═══ Verilen metin ═══

Türk ulusunun bağrından çıkan dünyanın en büyük insanlarından biri, bağımsızlık ve barış tutkunu, Türkiye’nin kurtarıcısı, Türkiye Cumhuriyeti’nin kurucusu, demokrat, laik, ulusçu, halkı, devletçi ve devrimci Mustafa Kemal ATAÜRK; et ve kemikten oluşan insan, 86 yıl önce, kendi deyimiyle, sonsuzluğa gitti.
Ama; yine kendi deyimiyle, bir düşünce, bir yaşam biçimi olan ATATÜRK,dünya durdukça yaşayacaktır.
Yaşatacağız.
Çünkü; inanıyoruz ki; varlığımızın ve geleceğimizin tek dayanağı budur.
Bu dayanak bizim en değerli güven kaynağımızdır.
Bu yazımızda O’nu; bu kez, çeşitli konularda söyledikleriyle, özlemle arıyor, anısı önünde en derin bağlılık
duyguları ve saygılarımızla eğilerek anıyoruz.

═══ Verilen bilgiler ═══

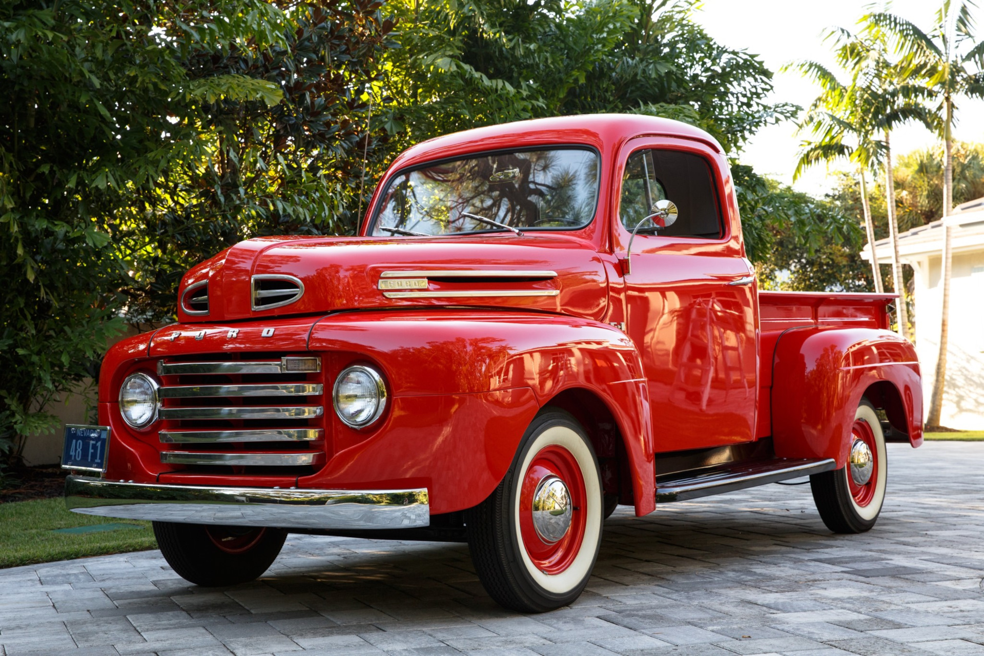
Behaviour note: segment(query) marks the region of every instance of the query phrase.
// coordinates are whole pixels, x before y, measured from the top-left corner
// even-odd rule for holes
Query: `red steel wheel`
[[[533,566],[547,574],[565,571],[584,539],[584,477],[564,447],[541,449],[520,488],[520,530]]]
[[[847,439],[847,462],[810,477],[820,516],[834,533],[862,533],[878,520],[885,503],[889,461],[875,406],[862,399]]]
[[[263,541],[267,534],[266,528],[249,528],[246,526],[206,526],[212,544],[226,554],[242,554]]]
[[[546,407],[499,486],[465,515],[482,585],[506,608],[567,606],[587,584],[601,544],[598,459],[578,421]]]
[[[855,419],[851,428],[851,450],[847,458],[847,486],[854,503],[868,507],[878,483],[878,445],[875,432],[865,419]]]
[[[282,528],[154,522],[160,553],[182,578],[208,587],[259,577],[283,547]]]

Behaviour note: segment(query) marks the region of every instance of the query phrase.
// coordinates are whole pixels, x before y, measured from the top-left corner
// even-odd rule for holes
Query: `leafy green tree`
[[[984,197],[984,145],[954,142],[952,153],[953,206]],[[908,230],[943,215],[942,154],[939,148],[922,149],[898,158],[894,179],[900,229]]]
[[[793,171],[798,179],[810,166],[830,162],[844,157],[857,166],[861,181],[861,204],[864,224],[871,249],[872,276],[875,291],[882,292],[882,275],[875,254],[875,231],[868,203],[866,172],[876,161],[877,144],[874,140],[872,116],[859,102],[858,89],[841,83],[836,75],[817,62],[800,62],[794,65],[804,77],[821,88],[821,93],[807,110],[799,124],[801,132],[808,132],[813,139],[804,140],[799,159]]]
[[[873,136],[879,133],[884,136],[882,141],[874,140],[875,159],[880,159],[885,165],[885,207],[892,242],[892,279],[894,291],[902,297],[902,302],[898,304],[898,329],[903,336],[909,337],[908,300],[898,256],[891,134],[894,128],[912,120],[933,127],[932,119],[921,102],[928,91],[920,85],[909,83],[901,67],[889,61],[888,44],[883,35],[876,33],[862,37],[846,30],[835,30],[831,36],[834,38],[837,62],[851,74],[851,87],[844,96],[845,101],[855,105],[851,108],[853,114],[862,119],[867,117]],[[872,257],[875,257],[874,251]]]
[[[204,254],[353,222],[392,27],[372,2],[0,5],[0,449]]]
[[[400,146],[512,120],[642,112],[694,123],[732,153],[797,107],[771,73],[711,39],[693,0],[400,0],[386,89]]]
[[[896,52],[902,55],[904,75],[918,79],[935,97],[940,98],[934,111],[944,142],[946,161],[943,182],[943,319],[940,351],[926,419],[929,426],[940,424],[947,378],[950,279],[953,261],[953,231],[947,221],[953,203],[953,98],[959,94],[984,97],[984,41],[975,42],[974,23],[970,16],[972,6],[970,0],[944,0],[928,31],[888,12],[873,12],[864,19],[871,33],[885,34],[894,42]]]
[[[198,95],[171,108],[168,131],[193,135],[195,148],[114,224],[135,271],[131,317],[172,318],[184,272],[243,239],[357,228],[371,191],[364,169],[379,169],[392,151],[384,126],[370,125],[369,93],[395,46],[394,22],[375,2],[301,4],[283,21],[277,41],[243,34],[178,53]],[[229,79],[237,89],[259,83],[276,94],[216,84]]]
[[[863,233],[835,199],[816,199],[732,166],[746,249],[765,289],[865,291]]]

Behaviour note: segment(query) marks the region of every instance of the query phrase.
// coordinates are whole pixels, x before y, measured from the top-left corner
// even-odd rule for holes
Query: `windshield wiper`
[[[388,230],[394,234],[398,235],[407,235],[409,237],[433,237],[434,235],[424,234],[423,232],[414,232],[413,230],[406,230],[404,228],[388,228],[385,225],[379,226],[380,230]]]
[[[467,216],[468,218],[474,219],[479,223],[484,223],[486,225],[494,225],[499,228],[506,228],[507,230],[512,230],[517,234],[517,236],[523,236],[523,230],[519,228],[514,228],[512,225],[506,225],[505,223],[500,223],[499,221],[493,221],[491,218],[485,218],[484,216],[479,216],[478,214],[472,214],[469,211],[462,211],[461,216]]]

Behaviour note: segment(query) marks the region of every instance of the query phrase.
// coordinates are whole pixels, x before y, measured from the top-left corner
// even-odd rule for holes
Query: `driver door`
[[[625,277],[626,330],[643,354],[655,450],[752,441],[756,288],[737,212],[723,203],[730,179],[717,171],[727,164],[703,145],[668,139],[634,140],[619,161],[619,257],[657,201],[679,212],[662,229],[643,223]]]

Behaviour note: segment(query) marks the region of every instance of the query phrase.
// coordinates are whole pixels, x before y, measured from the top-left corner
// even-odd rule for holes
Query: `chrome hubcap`
[[[854,481],[854,485],[864,485],[871,480],[875,461],[871,455],[871,448],[863,440],[854,440],[848,462],[851,465],[851,480]]]
[[[547,544],[553,544],[567,535],[571,528],[571,493],[564,481],[556,476],[546,476],[533,493],[533,528],[536,535]]]

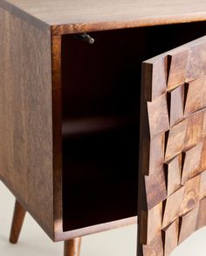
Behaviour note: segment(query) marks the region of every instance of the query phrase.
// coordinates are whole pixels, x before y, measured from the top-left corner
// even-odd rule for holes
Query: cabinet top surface
[[[0,0],[0,6],[72,32],[206,20],[205,0]]]

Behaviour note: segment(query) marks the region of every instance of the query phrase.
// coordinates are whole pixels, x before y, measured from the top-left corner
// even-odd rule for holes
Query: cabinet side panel
[[[0,177],[53,238],[51,30],[0,9]]]

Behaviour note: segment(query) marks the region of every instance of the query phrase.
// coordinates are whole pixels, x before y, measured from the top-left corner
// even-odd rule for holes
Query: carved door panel
[[[206,225],[206,37],[142,63],[138,256]]]

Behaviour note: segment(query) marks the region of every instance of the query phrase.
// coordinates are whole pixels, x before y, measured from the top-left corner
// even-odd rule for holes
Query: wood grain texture
[[[159,115],[160,110],[161,110],[161,117]],[[148,110],[151,138],[168,130],[168,110],[166,95],[148,103]]]
[[[174,51],[172,54],[168,55],[168,89],[173,89],[184,83],[187,75],[187,65],[189,59],[189,49],[182,51]]]
[[[64,256],[80,256],[81,238],[65,241]]]
[[[10,242],[11,244],[17,244],[18,241],[25,213],[26,211],[24,207],[16,200],[13,220],[10,234]]]
[[[140,233],[140,239],[143,245],[149,244],[161,229],[162,218],[162,203],[157,204],[155,207],[149,210],[148,212],[141,212],[142,222],[141,224],[141,232]],[[147,227],[147,231],[145,231]]]
[[[139,232],[140,238],[145,236],[148,239],[139,239],[138,255],[141,256],[156,255],[157,240],[163,245],[163,255],[169,255],[178,244],[206,223],[203,216],[203,209],[206,210],[205,44],[206,37],[203,37],[142,65],[141,146],[147,146],[142,149],[144,153],[140,153],[144,157],[140,158],[139,224],[144,224]],[[165,74],[153,68],[153,65],[155,67],[155,63],[165,59],[168,60],[168,80],[161,95],[160,88],[155,92],[153,86],[157,83],[155,78],[163,75],[164,80]],[[168,118],[169,127],[167,127]],[[158,147],[154,148],[153,141],[158,141],[162,133],[165,133],[165,158],[160,163]],[[158,163],[158,167],[153,169],[151,162],[146,162],[150,160],[153,166]],[[162,175],[159,174],[160,169],[164,169]],[[148,228],[151,224],[148,216],[161,203],[156,198],[161,198],[162,187],[154,183],[166,184],[167,189],[167,196],[162,200],[161,229],[160,217],[157,223],[154,217],[153,227],[158,226],[155,231]],[[142,211],[144,215],[141,215]]]
[[[188,94],[184,108],[185,115],[191,114],[206,105],[206,77],[190,82],[188,85]]]
[[[165,202],[162,227],[165,228],[180,216],[180,210],[184,198],[184,187],[172,194]]]
[[[170,101],[170,126],[177,124],[183,119],[184,116],[184,85],[179,86],[168,93]]]
[[[1,6],[56,35],[206,19],[204,0],[1,0]]]
[[[186,152],[181,181],[182,185],[186,181],[202,171],[200,168],[202,148],[203,144],[199,143]]]
[[[51,31],[0,24],[0,177],[53,238]]]
[[[181,188],[182,161],[182,154],[179,154],[172,161],[166,164],[168,196],[172,195]],[[157,190],[159,189],[157,188]]]
[[[168,256],[178,245],[179,218],[162,231],[164,238],[164,255]]]
[[[180,218],[180,235],[178,244],[182,243],[196,230],[198,207]]]

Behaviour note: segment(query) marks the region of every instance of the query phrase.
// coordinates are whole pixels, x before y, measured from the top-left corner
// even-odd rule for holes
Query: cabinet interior
[[[141,62],[204,22],[62,36],[63,230],[137,215]]]

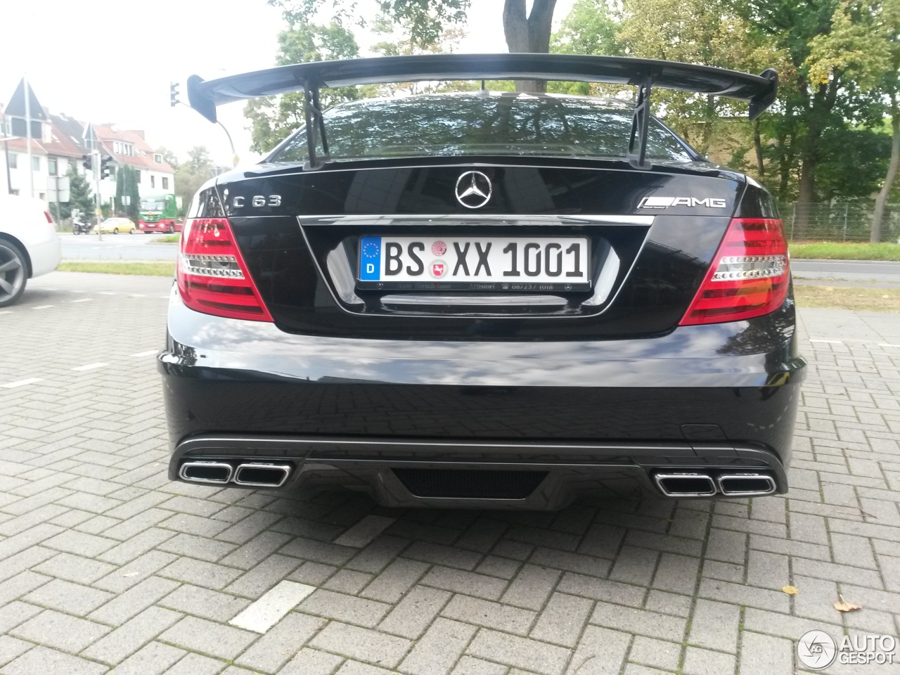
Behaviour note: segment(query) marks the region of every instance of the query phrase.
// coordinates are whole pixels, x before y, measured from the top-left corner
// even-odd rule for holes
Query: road
[[[160,244],[161,234],[60,234],[63,260],[175,260],[177,244]]]
[[[795,280],[839,280],[859,285],[900,287],[900,263],[882,260],[791,260]]]
[[[389,509],[166,479],[171,284],[0,310],[4,673],[794,675],[807,630],[898,634],[898,314],[801,311],[787,495]]]

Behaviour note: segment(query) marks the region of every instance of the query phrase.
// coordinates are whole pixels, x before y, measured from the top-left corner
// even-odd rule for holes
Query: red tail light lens
[[[788,295],[789,275],[781,220],[733,219],[680,325],[739,321],[775,311]]]
[[[182,300],[192,310],[230,319],[272,320],[225,218],[184,223],[176,276]]]

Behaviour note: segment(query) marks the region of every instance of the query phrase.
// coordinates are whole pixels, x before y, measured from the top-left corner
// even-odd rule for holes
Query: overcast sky
[[[556,23],[574,0],[559,0]],[[360,0],[361,5],[366,0]],[[503,0],[474,0],[462,52],[506,51]],[[266,0],[9,0],[0,39],[0,101],[22,76],[41,104],[82,121],[143,129],[154,147],[184,158],[205,145],[227,163],[231,152],[221,129],[183,105],[169,107],[169,82],[196,73],[212,79],[272,66],[281,13]],[[364,50],[368,40],[357,34]],[[365,54],[364,54],[365,55]],[[184,86],[182,99],[186,101]],[[243,103],[220,107],[242,160],[251,159]]]

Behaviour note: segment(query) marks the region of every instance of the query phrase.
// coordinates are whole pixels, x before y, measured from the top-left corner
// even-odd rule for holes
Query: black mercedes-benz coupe
[[[638,92],[320,104],[482,78]],[[775,203],[649,114],[667,87],[752,118],[777,81],[536,54],[192,76],[211,121],[302,90],[306,124],[190,206],[158,357],[170,478],[401,507],[785,492],[805,363]]]

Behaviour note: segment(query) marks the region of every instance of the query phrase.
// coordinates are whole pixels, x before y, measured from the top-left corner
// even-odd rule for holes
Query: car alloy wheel
[[[15,302],[25,291],[25,256],[15,244],[0,239],[0,307]]]

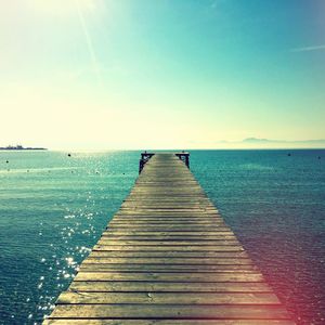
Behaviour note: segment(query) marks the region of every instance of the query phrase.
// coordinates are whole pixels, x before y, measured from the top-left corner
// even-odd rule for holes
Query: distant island
[[[8,146],[0,146],[0,151],[47,151],[46,147],[24,147],[21,144],[17,145],[8,145]]]

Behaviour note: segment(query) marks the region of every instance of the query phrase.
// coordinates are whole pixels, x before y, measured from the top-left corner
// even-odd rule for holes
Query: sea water
[[[0,324],[41,323],[140,152],[0,152]],[[325,151],[193,151],[191,170],[298,324],[325,321]]]

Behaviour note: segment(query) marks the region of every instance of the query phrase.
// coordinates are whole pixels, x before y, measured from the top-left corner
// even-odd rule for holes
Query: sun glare
[[[93,12],[99,8],[99,0],[32,0],[35,10],[42,14],[52,14],[56,16],[69,16],[76,13],[76,4],[82,8],[84,12]]]

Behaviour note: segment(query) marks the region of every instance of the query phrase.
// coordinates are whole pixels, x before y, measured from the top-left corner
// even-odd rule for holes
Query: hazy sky
[[[325,139],[324,0],[0,0],[0,145]]]

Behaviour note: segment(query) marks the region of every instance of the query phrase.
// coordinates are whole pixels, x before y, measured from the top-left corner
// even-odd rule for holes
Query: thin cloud
[[[304,48],[297,48],[291,49],[291,52],[311,52],[311,51],[324,51],[325,44],[315,46],[315,47],[304,47]]]

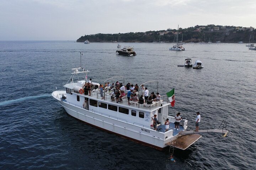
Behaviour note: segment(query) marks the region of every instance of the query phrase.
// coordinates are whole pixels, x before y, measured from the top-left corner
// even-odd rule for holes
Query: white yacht
[[[187,128],[187,120],[183,120],[178,128],[174,129],[175,118],[168,115],[169,108],[172,99],[171,104],[174,106],[174,89],[167,93],[166,95],[162,94],[158,102],[140,104],[137,102],[130,101],[129,104],[126,97],[124,97],[122,102],[118,103],[111,100],[113,97],[111,96],[111,91],[107,88],[106,91],[104,91],[105,98],[101,99],[99,94],[99,84],[97,83],[92,82],[92,87],[95,88],[93,90],[92,88],[91,95],[85,95],[83,87],[87,82],[87,74],[89,71],[79,71],[80,69],[80,67],[72,69],[71,77],[64,86],[65,90],[55,91],[52,94],[71,116],[94,127],[160,150],[172,144],[172,141],[179,136],[179,133],[183,133]],[[83,74],[84,76],[85,75],[85,78],[79,79],[79,77]],[[84,77],[84,76],[82,77]],[[75,80],[75,78],[78,79]],[[107,82],[115,82],[117,80],[120,79],[122,80],[123,84],[125,84],[124,78],[122,77],[107,78],[101,82],[104,84]],[[139,88],[142,84],[148,83],[150,83],[150,86],[156,84],[154,89],[158,92],[158,82],[156,81],[146,82],[141,84]],[[170,95],[170,92],[172,93],[172,91],[173,94]],[[139,96],[139,91],[137,93],[138,96]],[[172,114],[175,115],[175,113]],[[153,127],[153,121],[152,118],[154,115],[157,115],[160,123],[158,124],[157,130],[155,130]],[[164,123],[167,118],[169,119],[170,124],[169,128],[166,130]],[[94,135],[97,136],[96,134]],[[192,142],[183,149],[182,147],[175,147],[185,149],[201,136],[197,135],[196,138],[191,140],[190,139],[190,141]],[[190,136],[185,136],[187,138]]]
[[[84,43],[85,44],[90,44],[90,42],[87,39],[85,40],[85,41],[84,42]]]

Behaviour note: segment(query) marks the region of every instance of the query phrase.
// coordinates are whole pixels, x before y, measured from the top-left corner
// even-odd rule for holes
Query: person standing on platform
[[[154,129],[155,131],[156,131],[157,130],[156,125],[157,125],[157,119],[156,118],[156,115],[154,115],[154,118],[152,117],[151,119],[154,122],[153,123],[153,125],[154,126]]]
[[[149,91],[148,90],[148,88],[145,87],[145,92],[144,92],[144,98],[145,98],[146,103],[147,103],[148,101],[148,93]]]
[[[196,130],[195,131],[198,132],[199,130],[199,123],[201,121],[201,115],[199,111],[196,113],[197,116],[196,119]]]

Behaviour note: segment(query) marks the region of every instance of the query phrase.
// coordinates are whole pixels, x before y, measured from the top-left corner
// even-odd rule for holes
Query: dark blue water
[[[183,51],[169,51],[171,44],[121,45],[134,46],[137,55],[117,55],[111,43],[0,42],[0,169],[254,169],[256,51],[239,44],[187,44]],[[229,132],[224,138],[203,135],[187,150],[176,150],[173,163],[168,149],[69,116],[50,94],[63,89],[71,69],[80,66],[80,52],[94,82],[117,76],[134,84],[158,81],[162,95],[175,89],[170,115],[180,112],[194,128],[199,111],[201,129],[225,120]],[[200,60],[205,68],[177,67],[187,58]]]

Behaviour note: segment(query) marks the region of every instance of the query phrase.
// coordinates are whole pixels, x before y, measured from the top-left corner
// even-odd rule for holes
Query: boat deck
[[[182,132],[184,130],[184,128],[183,128],[183,126],[181,125],[179,125],[178,130],[177,130],[176,128],[174,129],[175,127],[175,125],[174,125],[174,123],[170,122],[170,124],[169,125],[169,130],[173,130],[173,132],[172,132],[173,136],[176,135],[179,133]],[[160,132],[164,133],[165,131],[165,125],[164,124],[163,125],[161,125],[157,127],[157,128],[158,129],[158,130]]]
[[[152,104],[149,105],[146,104],[139,104],[138,102],[133,102],[132,101],[129,101],[129,103],[130,104],[129,104],[128,103],[128,100],[127,99],[127,98],[126,97],[123,98],[122,102],[118,102],[118,103],[116,103],[116,97],[115,97],[114,101],[112,101],[111,99],[111,96],[110,93],[108,92],[105,92],[105,99],[101,99],[101,97],[100,97],[100,92],[98,91],[95,91],[94,92],[91,92],[91,95],[90,96],[89,96],[88,95],[85,95],[84,94],[80,94],[80,93],[78,93],[79,95],[85,97],[87,97],[89,98],[92,98],[92,99],[96,99],[98,100],[99,102],[102,101],[102,102],[105,102],[108,104],[113,103],[115,105],[117,106],[125,106],[128,107],[131,107],[133,108],[138,108],[139,105],[139,109],[143,110],[153,110],[156,109],[159,109],[160,107],[161,107],[161,105],[162,104],[162,106],[164,105],[168,105],[170,104],[170,102],[167,100],[165,100],[164,99],[161,99],[160,101],[158,102],[153,102]],[[103,93],[104,95],[104,93]],[[139,97],[138,97],[139,98]]]
[[[202,136],[198,134],[191,134],[180,136],[165,144],[185,150],[198,140]]]

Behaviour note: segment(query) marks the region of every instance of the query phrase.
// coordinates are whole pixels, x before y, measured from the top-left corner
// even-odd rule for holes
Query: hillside
[[[178,41],[181,41],[183,35],[183,42],[191,41],[198,42],[208,42],[209,38],[213,42],[220,41],[223,42],[236,42],[249,41],[250,35],[252,37],[256,31],[252,27],[242,28],[234,26],[196,26],[187,28],[179,29]],[[82,36],[76,42],[82,42],[86,39],[90,42],[112,42],[118,40],[119,36],[120,42],[151,42],[158,40],[160,33],[161,41],[172,42],[176,34],[177,30],[167,29],[167,30],[149,31],[145,32],[130,32],[119,34],[101,34],[85,35]],[[255,38],[256,40],[256,38]]]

═══

Atatürk'ü anan yazının devamını, son cümlesinden sonra kaldığı yerden sürdürerek yazın. Satırlar, Atatürk'ü anan yazıdan ayrı bir malzemedir.

ATATÜRK ve ÇOCUK:
“Bu söylediklerimi Türkiye Cumhuriyeti’nin, özellikle bugünkü gençlerine ve yetişmekte olan çocuklarına söylüyorum. Çok zekisiniz. Bu bilinen bir şey. Fakat; zekânızı unutun ve daima çalışkan olun!
Türk çocukları hemçalışmasını hem eğlenmesini bilmelidirler. Vatan sizindir. çalışın ve eğlenin!
Bu temiz yüreklerin sevgisi benim güç kaynağımdır. Bu çocuklarla ben aynı kuşaktanım. Onlar benim arkadaşlarımdırlar.
Evet! Bu ulusun bağrından temiz bir kuşak yetişiyor. Bu cumhuriyeti onlara bırakacağım ve gözüm arkada kalmayacaktır.”
ATATÜRK ve İNSAN:
“Artık bugün tüm dünya ulusları akraba olmuşlardır. Bu nedenle; her lider, kendi ulusunun varlık ve mutluluğunu düşündüğü kadar, tüm ulusların erinç ve geleceğini de düşünmek zorundadır. Kendi ulusunun mutluluğu o lider için ne denli önemliyse, tüm dünya uluslarının mutluluklarına da o denli yardımcı olmak zorundadır ve bu yönde çalışmalıdır. Bunun için insanlığın tümü bir vücut ve her ulusu bunun bir paçası saymak gerekir.
Bugün çok sayıda insan için en iyi sonuçları istiyoruz. Bu insancıllık; bir bakıma, uluslararası işler üzerine eğilmenin kaçınılmaz ve doğal bir yoludur. Bence insancıllık temelden demokratik bir kavramdır.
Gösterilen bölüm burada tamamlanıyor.